• TEXT SHOWN:
□ □ □

# How Many of You "Bracket?"



## Bob Wright (May 10, 2006)

I posted under the Ruger Forum my efforts at sighting in my latest, and wondered how many of ya'll bracket your sight adjustments.

In the Army, I was taught to bracket adjustments in calling in artillery fire and this was carried over into sighting in the M1 rifle.

I fire a ten shot group, then use my forefinger and middle finger as sort of a pair of dividers, spacing what I believe to be nearly 3/4", as the Ruger, and most sights, adjust 3/4" per click at twenty-five yards.

If my measuring "dividers" take two steps, or two clicks, I double that and add four clicks.

Last Saturday, my first group was about one-inch to the right, so I figured two clicks left windage was required, so took four clicks left. Nest group was about one inch left, so I came back two to the right and this put me right on.

Bob Wright


----------



## TOF (Sep 7, 2006)

I am a cheapskate Bob. I only fire 5 rounds per cycle, sometimes only 3. You may have explained why one of my shooting buddies and I always come up with a different number of clicks. I am a retired Engineer and am used to dealing with math. If I know what a click equals I simply calculate what it will take to put it on dead center and dial in that amount. My buddy always bounces back and forth a bit.

:smt1099


----------



## JeffWard (Aug 24, 2007)

I'm a former ingineer... lol... I'm retired from math

I shoot a few, click a few, shoot a few, click a few... shoot a few...

THERE!


----------



## TOF (Sep 7, 2006)

Bob,
Having pondered this subject for a few minutes I have to ask if you know why standard artillery practice would be to inject a double correction if you know where the target is, where the last round hit and the math necessary to get there. This question is especialy applicable to azimuth corrections. Elevation might remain somewhat questionable if consistant velocities are not the norm.

If you want to blast a machine gun nest or fixed gun etc. it seems that the fewer shots taken the better you have done your job and perhaps saved your own butt if they are shooting back at your position.

Hey Jeff, isn't that the way The Air Force has always done it. Drop a few take a picture drop a few more go get a burger etc. :mrgreen:

:smt1099


----------



## myxd45 (Jan 18, 2008)

JeffWard said:


> I'm a former ingineer... lol... I'm retired from math
> 
> I shoot a few, click a few, shoot a few, click a few... shoot a few...
> 
> THERE!


++1


----------



## Bob Wright (May 10, 2006)

The reason for "bracketing" as explained to me, is that the lateral adjustment is imprecise. (This from 1950s era.) Our corrections were made using the grid scale in binoculars. The point was, our estimated correction was just a good guess, using an estimated range and X-number mils left or right.

Bob Wright


----------



## TOF (Sep 7, 2006)

My only live fire experience with the Huge Boomers was while stationed on board a radar picket. We had an empty barrel and the skipper decided to test our manualy loaded and aimed 5" guns with the barrel as a target. It was rigged with a pole and flag (Not US Flag) the bottom was weighted so the flag would stay up and set adrift. We moved off till it was barely visible on the horizon then the gun crew was given the order to fire. The first and only shot vaporized it so lacking a target the event was over much to the dismay of the Aft Gun crew. They didn't get to shoot. As a result I never learned much about Bracketing from the Navy. This was in the late 50's.

:smt1099


----------



## PanaDP (Jul 20, 2007)

Bob Wright said:


> The reason for "bracketing" as explained to me, is that the lateral adjustment is imprecise. (This from 1950s era.) Our corrections were made using the grid scale in binoculars. The point was, our estimated correction was just a good guess, using an estimated range and X-number mils left or right.
> 
> Bob Wright


I still don't get it. That methodology seems to be based on the estimated correction always being an underestimation.

Being "imprecise" could also mean that the estimated correction is just as likely an _over_estimation as under-, though.


----------

□ □ □

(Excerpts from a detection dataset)

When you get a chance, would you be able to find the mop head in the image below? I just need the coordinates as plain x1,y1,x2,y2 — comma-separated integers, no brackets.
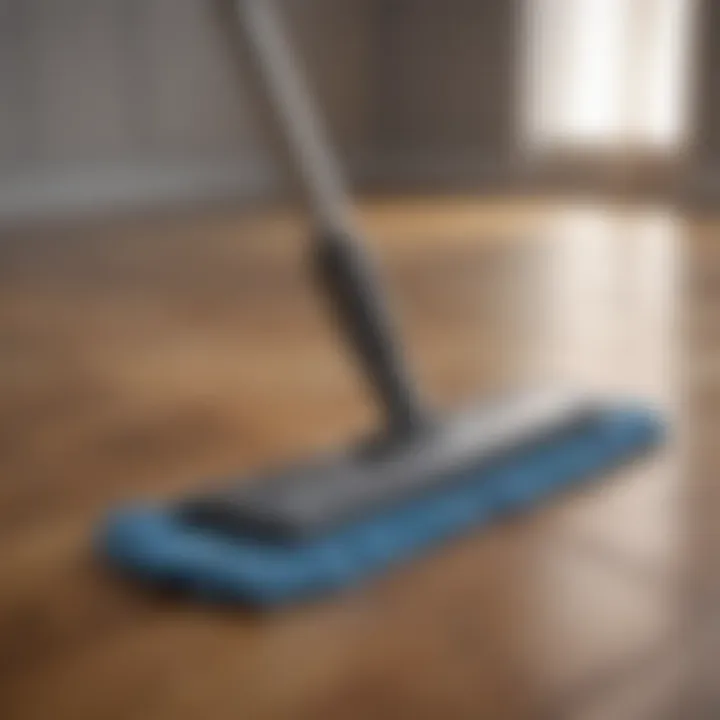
97,408,664,607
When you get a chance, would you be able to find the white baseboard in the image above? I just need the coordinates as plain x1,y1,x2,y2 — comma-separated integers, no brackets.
0,152,514,224
0,161,278,223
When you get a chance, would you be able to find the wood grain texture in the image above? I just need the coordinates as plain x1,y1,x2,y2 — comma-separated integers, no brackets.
0,199,708,720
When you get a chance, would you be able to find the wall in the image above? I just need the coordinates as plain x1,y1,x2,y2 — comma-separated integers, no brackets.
0,0,518,217
368,0,520,187
687,0,720,203
0,0,380,216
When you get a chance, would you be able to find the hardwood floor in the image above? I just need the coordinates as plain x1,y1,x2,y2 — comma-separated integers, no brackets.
0,199,708,720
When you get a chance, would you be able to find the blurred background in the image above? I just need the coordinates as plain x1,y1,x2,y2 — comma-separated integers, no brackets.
0,0,718,218
0,0,720,720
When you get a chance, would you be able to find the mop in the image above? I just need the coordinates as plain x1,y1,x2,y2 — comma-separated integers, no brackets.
96,0,665,607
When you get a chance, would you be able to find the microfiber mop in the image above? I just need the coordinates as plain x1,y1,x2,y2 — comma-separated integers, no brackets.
97,0,664,606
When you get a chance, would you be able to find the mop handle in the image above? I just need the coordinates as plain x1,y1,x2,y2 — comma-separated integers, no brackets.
235,0,425,433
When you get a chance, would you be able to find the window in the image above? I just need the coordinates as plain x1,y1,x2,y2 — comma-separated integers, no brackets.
523,0,694,154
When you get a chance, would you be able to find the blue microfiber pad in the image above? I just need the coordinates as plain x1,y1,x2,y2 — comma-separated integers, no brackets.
97,408,664,606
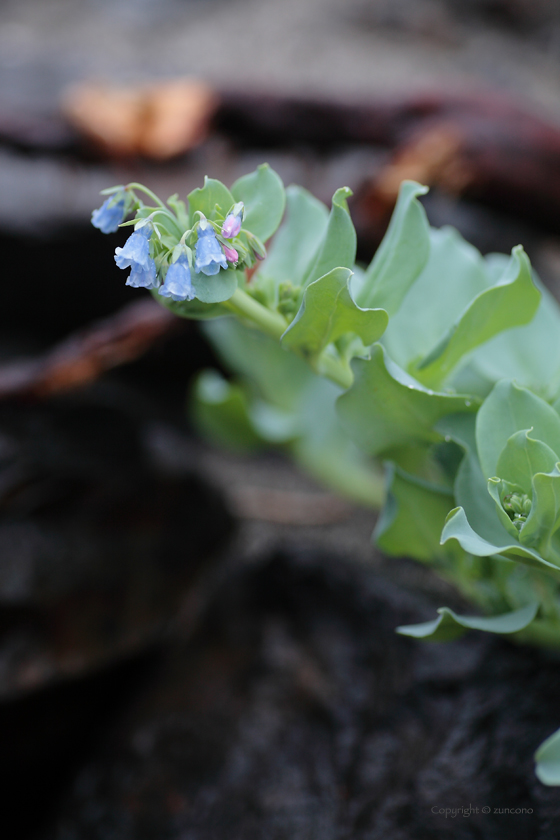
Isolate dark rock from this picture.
[48,551,560,840]
[0,389,231,698]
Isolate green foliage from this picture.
[188,177,235,219]
[282,268,389,366]
[303,187,356,286]
[232,163,286,242]
[98,165,560,784]
[358,181,430,316]
[535,729,560,785]
[373,465,453,563]
[417,246,540,387]
[338,344,479,455]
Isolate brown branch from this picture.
[0,300,182,400]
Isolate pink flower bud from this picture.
[222,213,241,239]
[224,245,239,262]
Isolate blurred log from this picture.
[0,300,180,401]
[0,87,560,231]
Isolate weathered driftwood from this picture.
[0,91,560,230]
[0,300,179,401]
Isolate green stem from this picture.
[222,289,353,390]
[222,289,288,339]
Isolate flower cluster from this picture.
[91,184,265,301]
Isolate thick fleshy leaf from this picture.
[188,177,235,219]
[228,163,286,242]
[204,318,315,411]
[358,181,430,316]
[416,245,540,387]
[469,266,560,400]
[380,228,492,371]
[253,186,329,286]
[436,414,511,545]
[519,464,560,557]
[290,375,385,508]
[476,380,560,478]
[535,729,560,787]
[488,478,523,542]
[304,187,356,286]
[191,268,240,303]
[441,507,560,577]
[337,344,478,455]
[397,602,539,642]
[282,268,389,364]
[496,429,558,495]
[205,318,384,507]
[373,465,453,563]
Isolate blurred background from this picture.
[0,0,560,840]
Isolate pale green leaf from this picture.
[228,163,286,242]
[338,344,478,455]
[476,380,560,478]
[441,507,560,577]
[397,602,539,642]
[253,186,329,286]
[535,729,560,787]
[191,268,240,303]
[188,176,235,220]
[382,228,492,370]
[373,465,453,563]
[416,246,540,387]
[304,187,356,286]
[282,268,388,363]
[496,430,558,496]
[357,181,430,316]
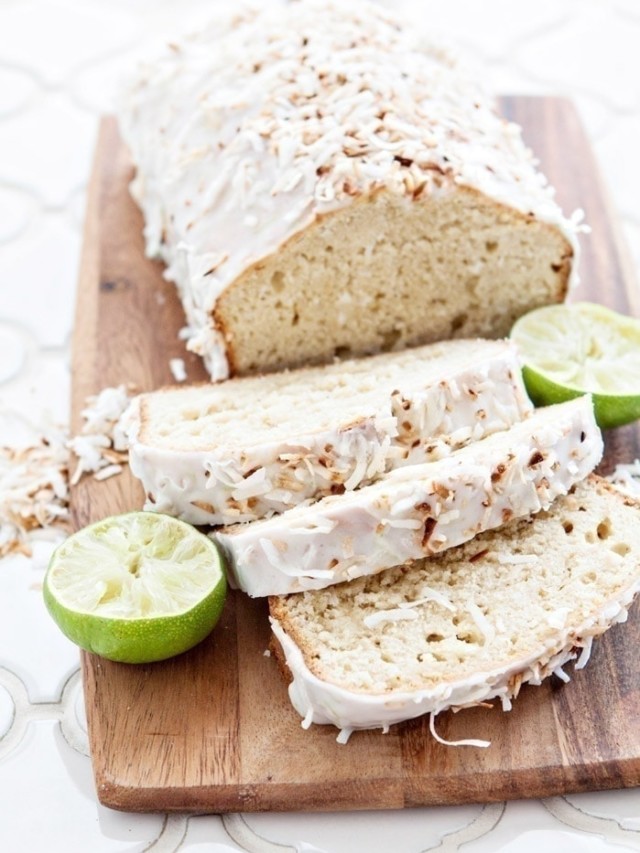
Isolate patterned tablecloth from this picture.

□ □ □

• REQUIRED TASKS:
**a.** Can you write out the part of the bracketing thread that begins at the words "My only live" and stops after "the late 50's."?
**b.** How would this sentence from the bracketing thread read in Spanish: "In the Army, I was taught to bracket adjustments in calling in artillery fire and this was carried over into sighting in the M1 rifle."

• EXPECTED RESPONSES:
**a.**
My only live fire experience with the Huge Boomers was while stationed on board a radar picket. We had an empty barrel and the skipper decided to test our manualy loaded and aimed 5" guns with the barrel as a target. It was rigged with a pole and flag (Not US Flag) the bottom was weighted so the flag would stay up and set adrift. We moved off till it was barely visible on the horizon then the gun crew was given the order to fire. The first and only shot vaporized it so lacking a target the event was over much to the dismay of the Aft Gun crew. They didn't get to shoot. As a result I never learned much about Bracketing from the Navy. This was in the late 50's.

**b.** En el Ejército me enseñaron a hacer los ajustes por horquilla al pedir fuego de artillería, y esto se trasladó al reglaje de las miras del fusil M1.